_Aim_. Your task is to extract every line from the material below exactly.
_ _ _ _ _
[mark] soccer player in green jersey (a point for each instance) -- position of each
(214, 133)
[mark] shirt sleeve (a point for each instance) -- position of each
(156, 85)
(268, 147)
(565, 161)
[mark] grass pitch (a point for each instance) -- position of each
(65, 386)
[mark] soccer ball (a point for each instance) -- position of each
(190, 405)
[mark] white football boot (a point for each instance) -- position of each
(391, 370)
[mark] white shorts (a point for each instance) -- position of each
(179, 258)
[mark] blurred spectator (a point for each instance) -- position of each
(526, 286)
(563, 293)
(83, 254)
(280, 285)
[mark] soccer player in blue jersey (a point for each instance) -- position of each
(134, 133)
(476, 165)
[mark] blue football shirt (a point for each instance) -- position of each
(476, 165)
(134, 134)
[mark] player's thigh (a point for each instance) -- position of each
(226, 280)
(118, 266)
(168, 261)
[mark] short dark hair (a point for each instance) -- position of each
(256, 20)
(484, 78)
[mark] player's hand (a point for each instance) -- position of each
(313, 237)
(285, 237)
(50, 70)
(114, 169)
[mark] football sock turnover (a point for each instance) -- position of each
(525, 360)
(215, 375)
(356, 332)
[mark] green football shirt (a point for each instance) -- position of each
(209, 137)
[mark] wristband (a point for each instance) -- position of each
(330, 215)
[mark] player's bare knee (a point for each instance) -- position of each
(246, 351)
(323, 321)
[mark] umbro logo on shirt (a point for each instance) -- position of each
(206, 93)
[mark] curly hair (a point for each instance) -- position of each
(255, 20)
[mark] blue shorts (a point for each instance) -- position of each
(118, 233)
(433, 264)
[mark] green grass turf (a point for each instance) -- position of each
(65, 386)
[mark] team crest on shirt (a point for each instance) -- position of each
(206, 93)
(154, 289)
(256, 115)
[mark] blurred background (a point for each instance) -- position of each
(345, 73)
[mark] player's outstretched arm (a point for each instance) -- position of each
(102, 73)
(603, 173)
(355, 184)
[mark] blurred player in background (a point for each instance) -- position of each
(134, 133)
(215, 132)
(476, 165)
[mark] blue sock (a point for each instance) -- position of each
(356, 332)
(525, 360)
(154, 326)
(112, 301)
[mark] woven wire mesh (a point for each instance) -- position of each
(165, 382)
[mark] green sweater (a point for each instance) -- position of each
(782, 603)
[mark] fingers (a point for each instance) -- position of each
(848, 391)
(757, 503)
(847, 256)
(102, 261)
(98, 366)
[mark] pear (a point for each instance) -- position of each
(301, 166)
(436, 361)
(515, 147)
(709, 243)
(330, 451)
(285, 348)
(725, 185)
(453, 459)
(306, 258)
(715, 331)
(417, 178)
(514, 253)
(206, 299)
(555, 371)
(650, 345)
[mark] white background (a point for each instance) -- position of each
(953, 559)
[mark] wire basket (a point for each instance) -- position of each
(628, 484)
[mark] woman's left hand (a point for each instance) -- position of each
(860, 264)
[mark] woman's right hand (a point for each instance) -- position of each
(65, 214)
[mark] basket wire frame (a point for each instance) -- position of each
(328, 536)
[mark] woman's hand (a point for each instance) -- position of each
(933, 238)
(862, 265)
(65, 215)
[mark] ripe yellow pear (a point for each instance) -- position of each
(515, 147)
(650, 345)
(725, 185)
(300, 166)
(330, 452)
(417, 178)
_ _ _ _ _
_Solution_.
[mark] soccer player in green jersey (a point for each instance) -- position of each
(214, 133)
[mark] shirt sleeve (a point for each instance) -- position of each
(156, 85)
(268, 147)
(565, 161)
[mark] grass pitch (a point for each instance) -- position of each
(65, 386)
[mark] soccer ball (a point for each instance) -- position of each
(190, 405)
[mark] white football boot (a point for each instance) -- position of each
(391, 370)
[mark] white shorts (a point for each instance) -- position of each
(179, 258)
[mark] blurred spectator (a point for each instance) -- position of each
(526, 286)
(563, 293)
(83, 254)
(280, 285)
[mark] soccer player in blue jersey (a point for each instance) -- position of each
(134, 133)
(476, 165)
[mark] blue football shirt (a point for each instance) -- position of each
(476, 165)
(134, 134)
[mark] player's thigh (a point for each instance) -- position of each
(226, 280)
(118, 266)
(168, 261)
[mark] short dark hair (a point for each instance) -- position of each
(256, 20)
(484, 78)
[mark] player's hand (a point for each instance) -- position of each
(313, 237)
(285, 237)
(50, 70)
(114, 169)
[mark] football sock turnover (a point for each instance) -- position of each
(525, 360)
(215, 375)
(356, 332)
[mark] green football shirt (a point for each instance) -- position of each
(209, 137)
[mark] wristband (a point for each instance) -- position of each
(330, 215)
[mark] player's bare knee (a point for each instance) -- position of each
(246, 351)
(323, 321)
[mark] umbro logo on shirt (a point for each instance) -- position of each
(206, 93)
[mark] curly hair (a point for each instance) -- position of each
(255, 20)
[mark] blue shorts (a point for each instance) -- position of each
(118, 233)
(433, 264)
[mark] green grass turf (a point for each instance) -- position of each
(65, 386)
[mark] team crest on shirt (a point for each instance) -- position of each
(206, 93)
(154, 289)
(256, 115)
[mark] blurred background (a point for each instance) -- position of each
(345, 73)
[mark] player's outstretched arm (a point for each instance) -- position of each
(102, 73)
(603, 173)
(355, 184)
[mark] blurred player in background (a point for each instance) -- position of each
(134, 133)
(215, 132)
(476, 165)
[mark] blue sock (a point for each instance) -- position of each
(356, 332)
(525, 360)
(154, 326)
(112, 301)
[mark] woven wire mesh (a point for each instance) -- position of each
(165, 382)
[mark] green sweater (a point for each instance) -- position of each
(782, 603)
[mark] fingers (a point for each instance) -- position of each
(848, 391)
(757, 503)
(847, 256)
(102, 261)
(98, 366)
[mark] pear (a point for each instance) -- position of each
(301, 166)
(436, 361)
(515, 147)
(709, 243)
(330, 451)
(285, 348)
(725, 185)
(453, 459)
(306, 258)
(715, 331)
(417, 178)
(514, 253)
(206, 299)
(555, 371)
(650, 345)
[mark] white background (a point for each instance) -- position of each
(953, 559)
[mark] wire basket (a point for each instance) -- position of each
(628, 484)
[mark] woman's left hand (a point for each instance) -- position of each
(860, 264)
[mark] woman's right hand (a point for each instance) -- position of each
(65, 214)
[mark] basket wire frame (a point for each instance) -- position of each
(328, 536)
[mark] woman's hand (a point for each instance) -- position of each
(933, 238)
(862, 265)
(65, 215)
[mark] ripe yellow pear (a point for each instance) -- position of each
(515, 147)
(650, 345)
(725, 185)
(300, 166)
(330, 452)
(417, 178)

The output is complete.